TASK ITEM:
Set down the entries exactly as they appear, apart from the images, which stay out.
■ ■ ■
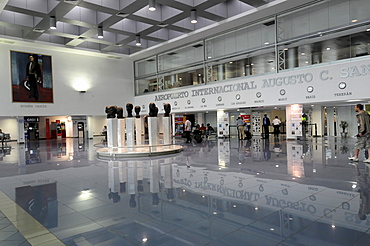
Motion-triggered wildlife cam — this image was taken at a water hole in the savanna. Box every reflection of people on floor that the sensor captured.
[273,138,282,157]
[351,163,370,220]
[25,54,42,101]
[263,139,271,160]
[262,114,270,139]
[238,140,245,164]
■ ■ ■
PROBLEM SOLUTION:
Motion-triggered wildlife cam — this image was taken at a water hole in the savanna. Box every reflection of people on floor that the sensor captured.
[273,138,282,157]
[351,163,370,220]
[25,54,42,101]
[263,139,271,160]
[262,114,270,139]
[238,140,245,164]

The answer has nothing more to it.